EXTRACTED TEXT -

* * * *

Leonardo da Vinci worked for 25 years on a complete guide to the human form that would have transformed the study of anatomy in Europe. But the project was never finished and the notes were all but lost for centuries after his death.
The new book Leonardo da Vinci: The Mechanics of Man, co-published by Getty Publications, brings together the finest of Leonardo’s work toward this treatise—18 sheets teeming with over 240 anatomical diagrams and notes running to 13,000 words. Together these sheets make up what’s called “Anatomical Manuscript A,” one of the Leonardo treasures in the Royal Collection. English translations of Leonardo’s mirror-writing, placed on the drawings where he wrote them, provide insight into his thought process.
The treatise was to be staggeringly comprehensive, boasting not only a full anatomy and physiology of fetus, child, man, and woman, but also, in what reads like a Renaissance prototype of the Diagnostic and Statistical Manual, “the four universal conditions of man”:
That is: joy, with different ways of laughing, and draw the cause of the laughter; weeping in different ways, with their cause; fighting, with the different movements of killing; flight, fear, ferocity, boldness, murder, and everything belonging to such events.

* * * *

EXCERPTED DATA -
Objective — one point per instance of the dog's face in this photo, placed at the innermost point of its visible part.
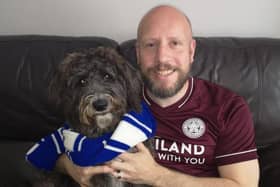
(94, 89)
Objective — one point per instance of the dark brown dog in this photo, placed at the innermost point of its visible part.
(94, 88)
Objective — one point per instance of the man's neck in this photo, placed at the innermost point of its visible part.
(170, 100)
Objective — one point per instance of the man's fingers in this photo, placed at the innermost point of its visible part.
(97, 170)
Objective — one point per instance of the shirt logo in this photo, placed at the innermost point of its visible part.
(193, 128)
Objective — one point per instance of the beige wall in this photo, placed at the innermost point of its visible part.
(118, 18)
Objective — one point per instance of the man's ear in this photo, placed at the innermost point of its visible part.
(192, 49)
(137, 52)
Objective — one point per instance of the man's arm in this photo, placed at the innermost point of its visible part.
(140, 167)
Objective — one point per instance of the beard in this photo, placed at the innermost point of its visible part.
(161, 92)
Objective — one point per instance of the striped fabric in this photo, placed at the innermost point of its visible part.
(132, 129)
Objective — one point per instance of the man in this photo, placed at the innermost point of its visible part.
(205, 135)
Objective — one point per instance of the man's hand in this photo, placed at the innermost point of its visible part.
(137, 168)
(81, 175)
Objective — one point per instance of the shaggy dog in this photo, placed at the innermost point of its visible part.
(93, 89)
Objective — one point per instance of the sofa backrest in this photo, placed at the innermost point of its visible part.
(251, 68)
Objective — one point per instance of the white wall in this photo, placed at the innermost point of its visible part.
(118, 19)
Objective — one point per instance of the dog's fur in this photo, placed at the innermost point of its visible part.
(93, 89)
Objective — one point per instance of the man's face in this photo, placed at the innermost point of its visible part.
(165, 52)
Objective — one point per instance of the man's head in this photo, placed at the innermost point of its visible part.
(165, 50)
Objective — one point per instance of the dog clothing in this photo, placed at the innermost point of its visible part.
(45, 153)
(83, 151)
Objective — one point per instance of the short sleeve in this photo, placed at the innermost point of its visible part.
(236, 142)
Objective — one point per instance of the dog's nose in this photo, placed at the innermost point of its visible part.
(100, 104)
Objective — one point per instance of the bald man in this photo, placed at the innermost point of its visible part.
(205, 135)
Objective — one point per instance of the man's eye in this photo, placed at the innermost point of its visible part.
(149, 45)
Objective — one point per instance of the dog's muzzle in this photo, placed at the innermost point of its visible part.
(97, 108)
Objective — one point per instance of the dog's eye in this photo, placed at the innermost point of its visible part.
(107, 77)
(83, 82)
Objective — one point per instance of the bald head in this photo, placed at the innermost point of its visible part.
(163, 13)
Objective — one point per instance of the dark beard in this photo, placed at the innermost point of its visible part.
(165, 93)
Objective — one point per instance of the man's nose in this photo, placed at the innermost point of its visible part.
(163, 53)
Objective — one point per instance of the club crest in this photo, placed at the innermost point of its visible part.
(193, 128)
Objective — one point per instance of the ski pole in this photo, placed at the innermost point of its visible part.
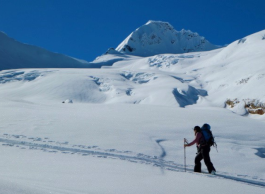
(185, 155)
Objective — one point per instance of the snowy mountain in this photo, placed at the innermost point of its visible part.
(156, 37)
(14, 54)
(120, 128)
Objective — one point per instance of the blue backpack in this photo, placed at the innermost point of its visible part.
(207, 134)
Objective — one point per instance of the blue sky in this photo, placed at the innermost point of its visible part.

* * * *

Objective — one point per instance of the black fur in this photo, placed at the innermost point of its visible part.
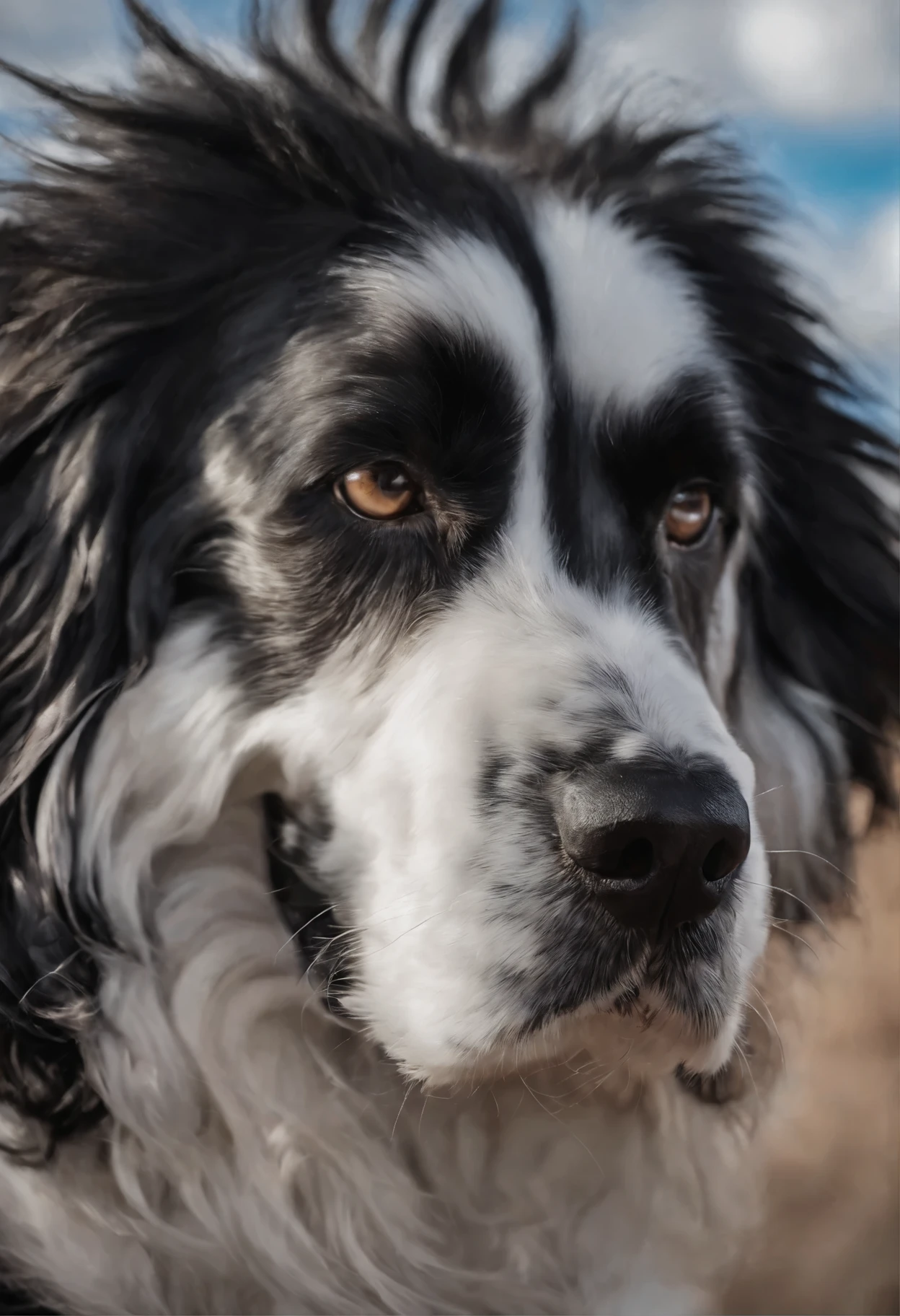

* * * *

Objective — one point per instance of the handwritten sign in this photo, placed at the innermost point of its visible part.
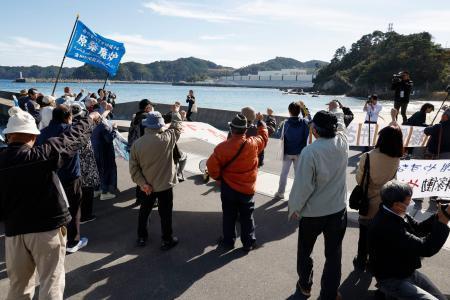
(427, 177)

* * * *

REQUIRED ACTION A -
Copy everything in the passage on Leonardo da Vinci's anatomical studies from "The treatise was" down to "to such events.".
REQUIRED ACTION B -
Carry on the passage on Leonardo da Vinci's anatomical studies from the point where it stops.

ANSWER AREA A -
The treatise was to be staggeringly comprehensive, boasting not only a full anatomy and physiology of fetus, child, man, and woman, but also, in what reads like a Renaissance prototype of the Diagnostic and Statistical Manual, “the four universal conditions of man”:
That is: joy, with different ways of laughing, and draw the cause of the laughter; weeping in different ways, with their cause; fighting, with the different movements of killing; flight, fear, ferocity, boldness, murder, and everything belonging to such events.

ANSWER AREA B -
Leonardo created the outline for his book as early as 1489, but his progress was hampered by lack of access to anatomical material—in other words, corpses. Existing books and the dissection of monkeys, cows, dogs, and the occasional human skull could only teach so much. By about 1507, however, he was gaining fame as an anatomist; bodies, primarily of executed criminals, began to flow, likely due to his partnership with anatomist Marcantonio della Torre of the University of Pavia medical school.
Leonardo dug in, creating the first exploded views of structures such as the foot, hand, shoulder, and spine. Alongside the drawings, he added to-do lists:
Begin your book on anatomy with a perfect man, and then draw him old and less muscular, then stripping him in stages down to the bone—and then draw the infant, with a diagram of the womb.
Describe what sound is, and what din is, tumult, noise, etc.
Depict here the foot of a bear, a monkey, and other animals, inasmuch as they differ from the foot of a man, and also put in the foot of some bird.
Leonardo’s zest for dissection repelled some colleagues. Physician Paolo Giovio accused him of being “indifferent to this inhuman and disgusting work.” In one corner of his page of drawings on the bones and muscles of the shoulder, Leonardo rebutted nasty opinions by reminding us how he got the cadavers in the first place:
And you, man, who witnesses in this labor of mine the marvelous works of nature, if you would judge it to be a wicked thing to destroy it, well think what a very wicked thing it is to take the life of a man.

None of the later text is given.